## Direction
Copy the records from the line with "Where can you see the dog's black nose" to the line with "point(435, 428)", and change every "dog's black nose" in them to "dog's wet nose" while keeping the rest the same.

[Point placement records]
= = = = =
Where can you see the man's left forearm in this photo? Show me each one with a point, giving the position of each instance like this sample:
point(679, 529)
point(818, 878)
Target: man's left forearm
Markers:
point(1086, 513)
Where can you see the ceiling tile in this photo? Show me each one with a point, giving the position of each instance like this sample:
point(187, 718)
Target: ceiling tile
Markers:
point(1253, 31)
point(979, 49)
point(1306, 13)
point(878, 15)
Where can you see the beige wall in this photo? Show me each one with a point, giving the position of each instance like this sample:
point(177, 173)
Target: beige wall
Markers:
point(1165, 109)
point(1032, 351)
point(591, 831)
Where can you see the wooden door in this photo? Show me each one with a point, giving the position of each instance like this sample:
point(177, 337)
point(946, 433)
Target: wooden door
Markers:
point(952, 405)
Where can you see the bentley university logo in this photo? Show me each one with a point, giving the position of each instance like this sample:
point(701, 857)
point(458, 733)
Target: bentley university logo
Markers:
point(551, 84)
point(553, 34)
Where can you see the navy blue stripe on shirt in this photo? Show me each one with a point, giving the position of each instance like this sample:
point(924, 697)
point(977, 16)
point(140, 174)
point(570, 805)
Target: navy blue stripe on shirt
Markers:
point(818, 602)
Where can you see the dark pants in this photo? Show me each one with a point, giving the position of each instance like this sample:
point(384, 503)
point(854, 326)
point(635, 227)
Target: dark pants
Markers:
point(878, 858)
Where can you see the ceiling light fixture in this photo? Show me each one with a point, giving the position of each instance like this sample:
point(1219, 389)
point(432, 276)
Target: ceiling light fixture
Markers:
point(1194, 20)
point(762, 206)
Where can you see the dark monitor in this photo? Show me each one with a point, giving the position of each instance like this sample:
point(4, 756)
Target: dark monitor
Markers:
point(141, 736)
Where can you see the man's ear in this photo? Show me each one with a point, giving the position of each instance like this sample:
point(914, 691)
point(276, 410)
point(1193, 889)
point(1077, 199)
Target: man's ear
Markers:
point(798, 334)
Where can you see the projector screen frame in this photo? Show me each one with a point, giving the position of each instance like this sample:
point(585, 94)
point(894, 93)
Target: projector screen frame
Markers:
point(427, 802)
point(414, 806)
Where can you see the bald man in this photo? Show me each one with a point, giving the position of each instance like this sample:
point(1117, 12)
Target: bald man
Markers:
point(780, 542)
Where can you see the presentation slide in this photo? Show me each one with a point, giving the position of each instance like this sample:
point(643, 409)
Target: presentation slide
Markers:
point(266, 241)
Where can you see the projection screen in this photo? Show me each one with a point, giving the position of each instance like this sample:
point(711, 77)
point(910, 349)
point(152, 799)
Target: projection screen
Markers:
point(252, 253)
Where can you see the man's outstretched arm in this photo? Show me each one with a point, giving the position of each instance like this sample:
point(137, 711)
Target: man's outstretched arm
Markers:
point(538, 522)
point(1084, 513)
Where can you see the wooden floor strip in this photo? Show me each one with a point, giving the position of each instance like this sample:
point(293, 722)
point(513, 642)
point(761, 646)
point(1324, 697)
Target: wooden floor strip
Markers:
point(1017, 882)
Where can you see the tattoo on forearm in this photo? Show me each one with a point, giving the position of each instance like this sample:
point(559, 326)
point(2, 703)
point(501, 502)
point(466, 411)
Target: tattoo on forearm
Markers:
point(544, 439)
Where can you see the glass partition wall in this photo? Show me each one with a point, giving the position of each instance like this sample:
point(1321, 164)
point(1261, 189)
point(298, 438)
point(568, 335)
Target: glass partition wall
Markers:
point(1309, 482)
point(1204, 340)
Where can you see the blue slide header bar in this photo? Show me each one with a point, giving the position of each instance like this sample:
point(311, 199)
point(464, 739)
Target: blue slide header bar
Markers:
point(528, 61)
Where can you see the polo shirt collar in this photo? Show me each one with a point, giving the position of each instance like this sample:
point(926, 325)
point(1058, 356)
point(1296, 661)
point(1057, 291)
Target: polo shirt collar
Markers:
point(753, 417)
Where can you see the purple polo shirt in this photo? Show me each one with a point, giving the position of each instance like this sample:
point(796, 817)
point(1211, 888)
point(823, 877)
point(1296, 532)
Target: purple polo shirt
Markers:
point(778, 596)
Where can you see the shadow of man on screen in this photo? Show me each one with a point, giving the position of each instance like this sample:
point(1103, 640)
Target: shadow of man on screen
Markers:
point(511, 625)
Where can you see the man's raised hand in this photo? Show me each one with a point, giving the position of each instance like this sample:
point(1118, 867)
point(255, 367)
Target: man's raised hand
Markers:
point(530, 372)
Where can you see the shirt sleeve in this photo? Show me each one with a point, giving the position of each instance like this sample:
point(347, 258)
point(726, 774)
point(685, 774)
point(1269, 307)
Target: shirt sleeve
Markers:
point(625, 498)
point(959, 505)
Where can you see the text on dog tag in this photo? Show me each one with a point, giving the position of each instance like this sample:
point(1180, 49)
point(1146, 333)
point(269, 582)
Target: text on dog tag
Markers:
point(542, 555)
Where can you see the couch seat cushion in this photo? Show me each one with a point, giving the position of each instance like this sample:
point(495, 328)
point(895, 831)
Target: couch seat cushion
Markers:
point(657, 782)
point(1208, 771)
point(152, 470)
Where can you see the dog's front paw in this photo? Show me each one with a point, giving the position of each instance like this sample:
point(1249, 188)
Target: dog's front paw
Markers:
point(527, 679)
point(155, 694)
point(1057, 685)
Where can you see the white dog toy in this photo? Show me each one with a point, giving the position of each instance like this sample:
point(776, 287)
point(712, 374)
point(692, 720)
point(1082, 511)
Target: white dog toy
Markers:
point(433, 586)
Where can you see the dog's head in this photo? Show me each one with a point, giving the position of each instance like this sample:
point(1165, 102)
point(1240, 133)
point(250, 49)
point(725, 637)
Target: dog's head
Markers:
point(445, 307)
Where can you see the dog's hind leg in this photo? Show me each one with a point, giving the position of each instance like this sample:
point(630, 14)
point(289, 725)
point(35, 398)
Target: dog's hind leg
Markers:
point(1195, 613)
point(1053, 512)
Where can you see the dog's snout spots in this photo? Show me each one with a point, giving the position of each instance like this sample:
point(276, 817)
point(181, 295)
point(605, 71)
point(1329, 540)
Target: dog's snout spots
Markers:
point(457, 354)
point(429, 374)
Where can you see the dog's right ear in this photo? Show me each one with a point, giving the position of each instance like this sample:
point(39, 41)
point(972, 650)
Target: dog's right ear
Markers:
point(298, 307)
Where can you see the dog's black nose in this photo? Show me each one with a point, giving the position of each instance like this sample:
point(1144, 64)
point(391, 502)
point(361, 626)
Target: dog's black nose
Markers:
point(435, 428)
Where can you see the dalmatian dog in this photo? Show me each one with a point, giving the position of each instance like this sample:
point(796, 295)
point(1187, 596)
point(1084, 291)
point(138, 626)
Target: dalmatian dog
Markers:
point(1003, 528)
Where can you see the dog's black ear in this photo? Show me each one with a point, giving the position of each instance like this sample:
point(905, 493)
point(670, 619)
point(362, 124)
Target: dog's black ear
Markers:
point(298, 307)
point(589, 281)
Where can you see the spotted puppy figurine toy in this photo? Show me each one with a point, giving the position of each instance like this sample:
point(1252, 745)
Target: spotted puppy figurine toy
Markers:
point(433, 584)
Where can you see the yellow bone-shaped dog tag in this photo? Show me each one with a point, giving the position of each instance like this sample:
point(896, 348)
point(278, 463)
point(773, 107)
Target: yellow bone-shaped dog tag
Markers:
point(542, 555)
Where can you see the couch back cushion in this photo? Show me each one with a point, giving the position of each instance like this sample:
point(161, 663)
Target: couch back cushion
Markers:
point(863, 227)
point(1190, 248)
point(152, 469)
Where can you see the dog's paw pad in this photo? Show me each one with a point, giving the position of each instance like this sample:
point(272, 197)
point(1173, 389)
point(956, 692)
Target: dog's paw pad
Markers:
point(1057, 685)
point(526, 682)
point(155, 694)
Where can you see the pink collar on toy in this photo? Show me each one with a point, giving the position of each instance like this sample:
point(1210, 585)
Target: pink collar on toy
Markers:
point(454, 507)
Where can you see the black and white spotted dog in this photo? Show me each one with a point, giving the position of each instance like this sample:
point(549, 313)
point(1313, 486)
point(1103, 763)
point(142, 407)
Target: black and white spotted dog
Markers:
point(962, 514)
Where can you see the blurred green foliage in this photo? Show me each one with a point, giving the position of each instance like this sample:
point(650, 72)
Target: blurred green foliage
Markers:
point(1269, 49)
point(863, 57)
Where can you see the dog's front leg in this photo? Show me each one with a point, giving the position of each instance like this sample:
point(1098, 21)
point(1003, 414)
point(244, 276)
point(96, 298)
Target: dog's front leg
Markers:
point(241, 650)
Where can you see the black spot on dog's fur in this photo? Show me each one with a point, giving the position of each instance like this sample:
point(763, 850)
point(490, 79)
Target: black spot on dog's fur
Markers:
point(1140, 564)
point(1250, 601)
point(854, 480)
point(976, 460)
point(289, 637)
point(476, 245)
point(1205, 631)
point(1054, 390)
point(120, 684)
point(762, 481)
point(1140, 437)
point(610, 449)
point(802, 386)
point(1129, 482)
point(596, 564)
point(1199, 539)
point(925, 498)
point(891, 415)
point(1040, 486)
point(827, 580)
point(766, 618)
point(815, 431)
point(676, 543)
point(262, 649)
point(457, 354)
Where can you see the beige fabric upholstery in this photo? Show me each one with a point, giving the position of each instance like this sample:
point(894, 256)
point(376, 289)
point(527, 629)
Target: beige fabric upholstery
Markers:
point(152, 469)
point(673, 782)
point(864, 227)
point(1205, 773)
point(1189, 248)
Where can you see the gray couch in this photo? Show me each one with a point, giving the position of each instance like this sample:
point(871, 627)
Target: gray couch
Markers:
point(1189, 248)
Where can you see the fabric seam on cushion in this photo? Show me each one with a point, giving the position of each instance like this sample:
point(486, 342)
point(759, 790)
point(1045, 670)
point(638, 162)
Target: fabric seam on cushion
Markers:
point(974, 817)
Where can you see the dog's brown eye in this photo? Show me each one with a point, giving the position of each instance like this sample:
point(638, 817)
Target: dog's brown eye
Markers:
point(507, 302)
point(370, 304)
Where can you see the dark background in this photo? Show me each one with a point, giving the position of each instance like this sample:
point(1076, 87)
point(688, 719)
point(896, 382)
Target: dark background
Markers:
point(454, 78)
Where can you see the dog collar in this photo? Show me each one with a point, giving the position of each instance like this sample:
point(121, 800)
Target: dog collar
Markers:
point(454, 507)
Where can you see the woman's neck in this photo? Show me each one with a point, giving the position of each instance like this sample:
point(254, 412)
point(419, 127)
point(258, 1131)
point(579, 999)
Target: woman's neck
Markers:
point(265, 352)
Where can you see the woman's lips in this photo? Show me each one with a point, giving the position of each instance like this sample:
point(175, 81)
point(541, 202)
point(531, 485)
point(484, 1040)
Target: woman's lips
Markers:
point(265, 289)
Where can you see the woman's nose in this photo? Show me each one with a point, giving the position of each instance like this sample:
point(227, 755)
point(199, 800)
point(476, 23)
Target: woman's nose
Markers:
= = = = =
## Final result
Where can you see the dog's wet nose in this photo? Show me each one with a point, giving the position of each instance like this sample:
point(1144, 64)
point(391, 502)
point(361, 626)
Target: dog's wet nose
Markers:
point(435, 428)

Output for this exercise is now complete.